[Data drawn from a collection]

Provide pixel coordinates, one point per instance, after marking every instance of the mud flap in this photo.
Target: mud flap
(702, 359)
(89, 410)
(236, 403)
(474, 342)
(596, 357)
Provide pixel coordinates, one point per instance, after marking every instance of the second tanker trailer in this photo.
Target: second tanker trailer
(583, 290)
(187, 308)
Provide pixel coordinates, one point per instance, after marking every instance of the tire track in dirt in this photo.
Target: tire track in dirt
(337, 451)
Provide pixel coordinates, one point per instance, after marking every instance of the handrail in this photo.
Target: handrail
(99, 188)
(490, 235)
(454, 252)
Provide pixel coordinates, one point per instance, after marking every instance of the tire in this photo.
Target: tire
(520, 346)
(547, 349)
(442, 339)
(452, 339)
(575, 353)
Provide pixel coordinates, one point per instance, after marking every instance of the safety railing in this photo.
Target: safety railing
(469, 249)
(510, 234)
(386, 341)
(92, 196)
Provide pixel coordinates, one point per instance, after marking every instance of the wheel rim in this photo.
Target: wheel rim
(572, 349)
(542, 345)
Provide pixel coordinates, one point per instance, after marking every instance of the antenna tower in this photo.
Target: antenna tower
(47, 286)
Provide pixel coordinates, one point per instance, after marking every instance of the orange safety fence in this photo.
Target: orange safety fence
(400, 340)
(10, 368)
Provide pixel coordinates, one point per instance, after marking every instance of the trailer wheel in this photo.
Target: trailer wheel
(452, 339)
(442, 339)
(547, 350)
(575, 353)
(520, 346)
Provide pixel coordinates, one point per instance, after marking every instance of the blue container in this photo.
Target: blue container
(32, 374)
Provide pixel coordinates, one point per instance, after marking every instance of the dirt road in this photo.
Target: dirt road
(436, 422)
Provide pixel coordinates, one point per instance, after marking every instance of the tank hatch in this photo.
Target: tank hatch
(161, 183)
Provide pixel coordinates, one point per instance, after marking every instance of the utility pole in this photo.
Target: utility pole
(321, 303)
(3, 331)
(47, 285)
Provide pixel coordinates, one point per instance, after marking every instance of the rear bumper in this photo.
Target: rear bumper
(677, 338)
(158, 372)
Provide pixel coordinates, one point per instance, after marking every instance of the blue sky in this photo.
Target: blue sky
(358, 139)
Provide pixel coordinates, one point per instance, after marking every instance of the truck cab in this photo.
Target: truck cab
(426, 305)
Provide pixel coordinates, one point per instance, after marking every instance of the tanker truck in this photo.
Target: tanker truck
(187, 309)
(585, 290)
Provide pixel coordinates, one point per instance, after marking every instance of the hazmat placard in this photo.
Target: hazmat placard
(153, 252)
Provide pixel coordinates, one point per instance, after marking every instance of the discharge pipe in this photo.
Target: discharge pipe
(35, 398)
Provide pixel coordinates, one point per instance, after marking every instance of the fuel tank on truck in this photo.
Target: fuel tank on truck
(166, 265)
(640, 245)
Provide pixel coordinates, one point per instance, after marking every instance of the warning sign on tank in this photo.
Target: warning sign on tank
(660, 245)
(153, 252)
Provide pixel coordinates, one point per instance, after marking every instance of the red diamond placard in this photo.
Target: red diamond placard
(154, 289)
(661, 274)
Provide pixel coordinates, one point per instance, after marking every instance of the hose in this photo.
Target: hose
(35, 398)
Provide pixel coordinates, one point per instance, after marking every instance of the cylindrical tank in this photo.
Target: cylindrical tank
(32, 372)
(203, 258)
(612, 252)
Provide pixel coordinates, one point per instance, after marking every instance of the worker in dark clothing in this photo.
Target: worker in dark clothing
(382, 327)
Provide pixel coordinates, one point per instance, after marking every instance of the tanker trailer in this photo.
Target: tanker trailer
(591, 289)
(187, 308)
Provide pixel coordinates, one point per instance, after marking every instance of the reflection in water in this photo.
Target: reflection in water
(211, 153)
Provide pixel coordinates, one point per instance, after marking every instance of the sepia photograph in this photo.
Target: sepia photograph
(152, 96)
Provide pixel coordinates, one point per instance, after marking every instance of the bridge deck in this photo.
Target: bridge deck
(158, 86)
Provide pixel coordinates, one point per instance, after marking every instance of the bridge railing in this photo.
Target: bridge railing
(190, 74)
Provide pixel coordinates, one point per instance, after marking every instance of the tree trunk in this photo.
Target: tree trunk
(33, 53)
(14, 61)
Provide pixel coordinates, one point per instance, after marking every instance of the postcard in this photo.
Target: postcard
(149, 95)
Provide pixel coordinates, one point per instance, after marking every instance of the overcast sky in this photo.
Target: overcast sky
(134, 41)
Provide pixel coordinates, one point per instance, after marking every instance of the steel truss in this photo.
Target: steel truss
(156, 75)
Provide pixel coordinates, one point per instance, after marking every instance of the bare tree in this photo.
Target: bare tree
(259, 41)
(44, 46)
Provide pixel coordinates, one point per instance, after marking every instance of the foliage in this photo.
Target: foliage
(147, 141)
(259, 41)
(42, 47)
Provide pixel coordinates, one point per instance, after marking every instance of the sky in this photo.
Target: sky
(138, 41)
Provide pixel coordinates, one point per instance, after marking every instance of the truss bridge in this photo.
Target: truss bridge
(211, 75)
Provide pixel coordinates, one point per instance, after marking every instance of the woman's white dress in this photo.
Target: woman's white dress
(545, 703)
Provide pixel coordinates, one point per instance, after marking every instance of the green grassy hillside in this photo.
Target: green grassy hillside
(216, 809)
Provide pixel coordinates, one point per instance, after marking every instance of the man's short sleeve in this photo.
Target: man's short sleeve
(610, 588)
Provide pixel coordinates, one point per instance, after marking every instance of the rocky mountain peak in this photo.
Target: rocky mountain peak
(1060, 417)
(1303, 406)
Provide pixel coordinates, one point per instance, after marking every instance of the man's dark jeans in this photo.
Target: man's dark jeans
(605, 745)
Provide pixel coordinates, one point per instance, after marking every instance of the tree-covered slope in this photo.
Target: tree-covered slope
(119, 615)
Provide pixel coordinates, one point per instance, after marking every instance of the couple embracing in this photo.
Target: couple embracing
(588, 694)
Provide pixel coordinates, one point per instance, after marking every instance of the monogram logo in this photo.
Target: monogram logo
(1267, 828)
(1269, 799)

* * *

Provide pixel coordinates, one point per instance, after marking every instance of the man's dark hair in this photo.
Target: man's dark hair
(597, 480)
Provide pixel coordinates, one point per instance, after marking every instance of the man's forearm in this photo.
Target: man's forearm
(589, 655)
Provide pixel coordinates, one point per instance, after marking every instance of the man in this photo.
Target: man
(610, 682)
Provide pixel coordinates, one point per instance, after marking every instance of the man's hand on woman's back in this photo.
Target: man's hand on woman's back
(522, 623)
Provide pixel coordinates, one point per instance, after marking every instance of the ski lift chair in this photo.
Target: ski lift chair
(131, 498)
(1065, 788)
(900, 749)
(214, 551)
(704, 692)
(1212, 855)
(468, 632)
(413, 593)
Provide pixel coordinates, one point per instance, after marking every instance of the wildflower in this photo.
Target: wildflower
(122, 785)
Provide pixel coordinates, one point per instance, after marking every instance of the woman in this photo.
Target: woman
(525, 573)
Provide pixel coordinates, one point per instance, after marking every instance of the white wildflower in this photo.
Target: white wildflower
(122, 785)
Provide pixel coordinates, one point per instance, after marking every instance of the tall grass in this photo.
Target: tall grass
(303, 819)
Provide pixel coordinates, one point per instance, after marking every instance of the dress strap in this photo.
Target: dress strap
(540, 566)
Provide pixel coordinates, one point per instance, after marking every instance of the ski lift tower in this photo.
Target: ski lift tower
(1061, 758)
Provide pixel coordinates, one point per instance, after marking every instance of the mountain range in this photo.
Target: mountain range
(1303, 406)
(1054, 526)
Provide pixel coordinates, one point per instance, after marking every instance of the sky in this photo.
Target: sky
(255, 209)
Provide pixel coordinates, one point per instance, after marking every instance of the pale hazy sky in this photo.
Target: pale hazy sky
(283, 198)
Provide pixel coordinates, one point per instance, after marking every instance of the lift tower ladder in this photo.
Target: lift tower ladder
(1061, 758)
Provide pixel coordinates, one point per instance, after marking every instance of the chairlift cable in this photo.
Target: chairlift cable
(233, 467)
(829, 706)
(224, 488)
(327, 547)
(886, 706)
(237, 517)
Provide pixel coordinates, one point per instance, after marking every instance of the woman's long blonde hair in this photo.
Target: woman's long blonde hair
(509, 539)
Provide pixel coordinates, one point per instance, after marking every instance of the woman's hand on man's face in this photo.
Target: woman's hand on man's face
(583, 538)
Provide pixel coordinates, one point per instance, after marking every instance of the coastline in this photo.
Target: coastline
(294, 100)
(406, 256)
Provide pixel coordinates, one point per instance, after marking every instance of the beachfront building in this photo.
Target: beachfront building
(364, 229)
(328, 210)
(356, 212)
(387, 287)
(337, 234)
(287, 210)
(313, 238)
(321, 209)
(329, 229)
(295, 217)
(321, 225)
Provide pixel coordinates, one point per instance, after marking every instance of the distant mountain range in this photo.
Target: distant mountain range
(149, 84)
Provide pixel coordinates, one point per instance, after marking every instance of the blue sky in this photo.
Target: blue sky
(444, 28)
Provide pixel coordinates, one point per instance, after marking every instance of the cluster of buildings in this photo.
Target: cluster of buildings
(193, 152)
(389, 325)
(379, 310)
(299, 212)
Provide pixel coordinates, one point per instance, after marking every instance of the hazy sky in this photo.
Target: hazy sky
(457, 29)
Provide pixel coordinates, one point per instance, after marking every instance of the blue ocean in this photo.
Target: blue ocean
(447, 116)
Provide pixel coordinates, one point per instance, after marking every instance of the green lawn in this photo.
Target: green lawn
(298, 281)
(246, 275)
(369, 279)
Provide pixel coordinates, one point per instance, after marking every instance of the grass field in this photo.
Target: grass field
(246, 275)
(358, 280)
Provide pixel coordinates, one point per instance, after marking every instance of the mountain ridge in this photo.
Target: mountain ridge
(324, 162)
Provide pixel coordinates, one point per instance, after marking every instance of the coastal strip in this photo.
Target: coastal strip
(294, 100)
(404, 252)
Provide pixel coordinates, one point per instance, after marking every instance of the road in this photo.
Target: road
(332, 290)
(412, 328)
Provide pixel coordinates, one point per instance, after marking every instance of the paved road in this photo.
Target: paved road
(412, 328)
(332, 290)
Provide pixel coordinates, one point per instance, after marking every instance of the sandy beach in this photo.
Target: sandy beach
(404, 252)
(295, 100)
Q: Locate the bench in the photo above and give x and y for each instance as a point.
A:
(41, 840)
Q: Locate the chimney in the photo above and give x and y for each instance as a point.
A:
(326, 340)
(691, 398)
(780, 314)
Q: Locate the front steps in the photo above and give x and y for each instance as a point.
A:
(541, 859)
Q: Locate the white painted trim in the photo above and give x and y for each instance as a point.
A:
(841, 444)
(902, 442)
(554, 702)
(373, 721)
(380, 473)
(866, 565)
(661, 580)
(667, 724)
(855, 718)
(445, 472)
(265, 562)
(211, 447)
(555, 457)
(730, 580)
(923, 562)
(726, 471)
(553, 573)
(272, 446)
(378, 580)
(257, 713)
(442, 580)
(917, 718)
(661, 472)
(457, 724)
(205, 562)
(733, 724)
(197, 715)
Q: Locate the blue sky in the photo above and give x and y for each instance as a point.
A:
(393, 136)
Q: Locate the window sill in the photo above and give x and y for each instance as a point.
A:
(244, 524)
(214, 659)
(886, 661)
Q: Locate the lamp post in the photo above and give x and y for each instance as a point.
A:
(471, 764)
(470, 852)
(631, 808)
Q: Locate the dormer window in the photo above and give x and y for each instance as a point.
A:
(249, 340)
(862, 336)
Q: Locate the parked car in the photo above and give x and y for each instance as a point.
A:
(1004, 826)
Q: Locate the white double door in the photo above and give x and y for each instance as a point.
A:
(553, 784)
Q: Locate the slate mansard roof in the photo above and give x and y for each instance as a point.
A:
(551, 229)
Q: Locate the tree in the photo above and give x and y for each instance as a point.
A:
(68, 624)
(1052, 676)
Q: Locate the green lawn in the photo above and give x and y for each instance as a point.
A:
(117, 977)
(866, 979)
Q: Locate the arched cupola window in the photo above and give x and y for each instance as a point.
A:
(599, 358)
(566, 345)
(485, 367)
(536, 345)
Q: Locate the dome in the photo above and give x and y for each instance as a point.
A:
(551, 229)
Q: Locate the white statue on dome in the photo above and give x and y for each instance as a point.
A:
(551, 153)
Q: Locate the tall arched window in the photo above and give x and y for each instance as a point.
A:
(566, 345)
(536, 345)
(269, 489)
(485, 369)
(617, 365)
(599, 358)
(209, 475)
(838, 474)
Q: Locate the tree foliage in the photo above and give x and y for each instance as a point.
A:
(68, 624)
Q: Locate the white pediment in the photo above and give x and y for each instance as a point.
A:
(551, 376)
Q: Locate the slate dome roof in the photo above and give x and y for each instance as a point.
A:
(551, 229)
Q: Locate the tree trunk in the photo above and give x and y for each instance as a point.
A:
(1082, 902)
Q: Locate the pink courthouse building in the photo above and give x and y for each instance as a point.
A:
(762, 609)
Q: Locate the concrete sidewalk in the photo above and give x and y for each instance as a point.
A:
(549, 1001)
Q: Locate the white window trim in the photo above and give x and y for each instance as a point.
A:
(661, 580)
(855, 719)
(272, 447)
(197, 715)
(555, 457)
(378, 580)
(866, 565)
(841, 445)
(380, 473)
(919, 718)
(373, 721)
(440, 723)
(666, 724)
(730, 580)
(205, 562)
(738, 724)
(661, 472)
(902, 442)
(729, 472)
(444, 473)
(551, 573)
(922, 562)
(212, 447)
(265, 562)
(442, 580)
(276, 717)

Task objective
Collect every line of the entries above that contains the string "antenna", and copy each one.

Task response
Provide pixel coordinates, one point per instance, after marking every instance of the antenna tower in this photo.
Target: antenna tower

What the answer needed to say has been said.